■ Given task: Quote, without any change, the line that contains "Task: place one pin on each instance of the open" and all lines that follow it to the end of the data below.

####

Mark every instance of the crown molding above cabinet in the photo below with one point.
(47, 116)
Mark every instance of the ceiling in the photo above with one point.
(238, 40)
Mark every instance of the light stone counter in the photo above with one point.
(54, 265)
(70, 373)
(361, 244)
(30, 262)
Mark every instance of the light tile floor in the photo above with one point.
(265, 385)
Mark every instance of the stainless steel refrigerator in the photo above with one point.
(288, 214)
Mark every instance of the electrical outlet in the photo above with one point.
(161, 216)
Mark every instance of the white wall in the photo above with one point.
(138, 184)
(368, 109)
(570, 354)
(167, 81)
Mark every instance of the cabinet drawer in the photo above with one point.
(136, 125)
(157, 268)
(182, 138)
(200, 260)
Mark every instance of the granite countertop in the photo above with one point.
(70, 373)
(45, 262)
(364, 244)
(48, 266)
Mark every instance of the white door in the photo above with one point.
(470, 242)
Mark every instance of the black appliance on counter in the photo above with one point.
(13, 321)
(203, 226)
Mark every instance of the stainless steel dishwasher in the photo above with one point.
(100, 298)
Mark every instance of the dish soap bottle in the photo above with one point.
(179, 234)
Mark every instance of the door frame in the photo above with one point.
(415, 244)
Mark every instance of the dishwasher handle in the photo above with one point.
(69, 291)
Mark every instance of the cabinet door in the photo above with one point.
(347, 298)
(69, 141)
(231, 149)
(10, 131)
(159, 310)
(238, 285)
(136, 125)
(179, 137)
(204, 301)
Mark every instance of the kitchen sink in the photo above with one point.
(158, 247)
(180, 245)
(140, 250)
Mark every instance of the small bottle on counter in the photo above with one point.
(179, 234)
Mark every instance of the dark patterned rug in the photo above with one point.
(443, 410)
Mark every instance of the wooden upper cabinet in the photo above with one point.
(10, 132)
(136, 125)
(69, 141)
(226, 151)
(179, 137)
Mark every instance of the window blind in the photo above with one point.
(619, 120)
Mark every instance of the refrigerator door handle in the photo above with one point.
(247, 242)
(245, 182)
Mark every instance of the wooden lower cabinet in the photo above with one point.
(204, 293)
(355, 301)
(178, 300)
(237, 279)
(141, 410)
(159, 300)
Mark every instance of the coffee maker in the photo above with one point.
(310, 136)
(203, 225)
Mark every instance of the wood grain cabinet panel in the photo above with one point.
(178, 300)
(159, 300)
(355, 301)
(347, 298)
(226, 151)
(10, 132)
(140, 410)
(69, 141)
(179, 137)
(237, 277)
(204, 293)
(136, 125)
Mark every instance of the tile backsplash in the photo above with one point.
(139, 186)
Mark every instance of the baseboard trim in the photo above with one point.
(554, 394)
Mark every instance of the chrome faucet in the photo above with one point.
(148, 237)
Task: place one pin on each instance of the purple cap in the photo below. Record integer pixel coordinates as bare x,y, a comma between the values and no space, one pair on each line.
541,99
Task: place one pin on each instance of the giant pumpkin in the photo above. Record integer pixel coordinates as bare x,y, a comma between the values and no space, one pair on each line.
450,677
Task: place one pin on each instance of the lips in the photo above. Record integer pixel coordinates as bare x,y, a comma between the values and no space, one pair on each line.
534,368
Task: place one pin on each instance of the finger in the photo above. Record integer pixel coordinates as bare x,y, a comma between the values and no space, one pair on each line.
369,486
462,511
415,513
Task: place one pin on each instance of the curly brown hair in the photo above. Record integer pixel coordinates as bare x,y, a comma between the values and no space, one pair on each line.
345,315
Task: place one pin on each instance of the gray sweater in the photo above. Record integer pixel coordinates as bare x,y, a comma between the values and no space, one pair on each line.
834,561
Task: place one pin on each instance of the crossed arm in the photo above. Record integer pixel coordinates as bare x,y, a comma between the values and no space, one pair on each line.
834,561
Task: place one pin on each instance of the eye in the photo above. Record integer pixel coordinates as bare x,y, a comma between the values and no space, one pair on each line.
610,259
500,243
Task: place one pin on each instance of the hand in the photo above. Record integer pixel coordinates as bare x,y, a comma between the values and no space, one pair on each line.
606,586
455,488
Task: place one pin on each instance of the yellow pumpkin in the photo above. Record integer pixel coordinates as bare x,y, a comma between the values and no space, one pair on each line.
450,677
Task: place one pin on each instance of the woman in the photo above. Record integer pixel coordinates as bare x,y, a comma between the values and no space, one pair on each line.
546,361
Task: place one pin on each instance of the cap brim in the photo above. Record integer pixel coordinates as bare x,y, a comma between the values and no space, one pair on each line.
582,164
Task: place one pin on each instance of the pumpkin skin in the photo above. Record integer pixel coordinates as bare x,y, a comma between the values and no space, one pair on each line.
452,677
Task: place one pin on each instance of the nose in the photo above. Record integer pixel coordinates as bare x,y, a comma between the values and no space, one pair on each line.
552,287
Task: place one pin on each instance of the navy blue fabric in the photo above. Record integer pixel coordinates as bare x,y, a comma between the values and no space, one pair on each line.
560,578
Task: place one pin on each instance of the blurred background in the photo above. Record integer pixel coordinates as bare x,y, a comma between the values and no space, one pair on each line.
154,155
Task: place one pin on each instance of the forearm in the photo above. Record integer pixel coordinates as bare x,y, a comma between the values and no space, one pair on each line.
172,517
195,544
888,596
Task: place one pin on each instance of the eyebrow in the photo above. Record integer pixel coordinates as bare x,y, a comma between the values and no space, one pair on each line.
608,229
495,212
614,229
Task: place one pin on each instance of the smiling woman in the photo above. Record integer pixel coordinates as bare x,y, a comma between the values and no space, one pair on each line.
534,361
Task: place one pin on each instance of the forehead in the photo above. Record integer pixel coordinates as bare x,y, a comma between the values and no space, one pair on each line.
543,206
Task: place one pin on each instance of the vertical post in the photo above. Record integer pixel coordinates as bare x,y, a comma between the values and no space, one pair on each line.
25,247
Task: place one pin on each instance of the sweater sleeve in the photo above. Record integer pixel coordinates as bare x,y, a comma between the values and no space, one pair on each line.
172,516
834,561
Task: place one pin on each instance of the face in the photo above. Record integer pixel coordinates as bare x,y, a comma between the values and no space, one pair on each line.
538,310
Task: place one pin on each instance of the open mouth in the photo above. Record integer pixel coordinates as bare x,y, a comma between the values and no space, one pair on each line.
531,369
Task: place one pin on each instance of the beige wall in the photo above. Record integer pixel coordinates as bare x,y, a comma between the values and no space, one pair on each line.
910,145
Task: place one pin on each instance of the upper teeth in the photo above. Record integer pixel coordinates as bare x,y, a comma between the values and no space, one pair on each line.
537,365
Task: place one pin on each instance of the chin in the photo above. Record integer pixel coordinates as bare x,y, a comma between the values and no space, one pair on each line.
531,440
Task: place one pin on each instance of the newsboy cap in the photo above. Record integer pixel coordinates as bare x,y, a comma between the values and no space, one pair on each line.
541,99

####

■ Written reply:
Task: place one pin on each instance of the open mouth in the photo above. Record integer pixel coordinates as bare x,y, a comma between the values and no space, one pair on each line.
531,369
Task: place one pin on each instance of the beige wall in the photo above. Record integer pixel coordinates as bare x,y, a comma between the values and no space, one pair on each line.
910,145
Task: place one pin on each instance of the upper teeth in the photo above. Record integer pixel coordinates as bare x,y, a comma between the values and no space, one pair on each line.
537,365
Task: place one pin on each instance of the chin in the photo above. Record integer pixel coordinates as bare x,y, a comma between the values and no space, one pair on each line.
531,440
Task: place one pin on each instance of the newsboy cap in the photo above. Record integer pixel coordinates as bare x,y, a comma between the values and no space, one pair on each line.
541,99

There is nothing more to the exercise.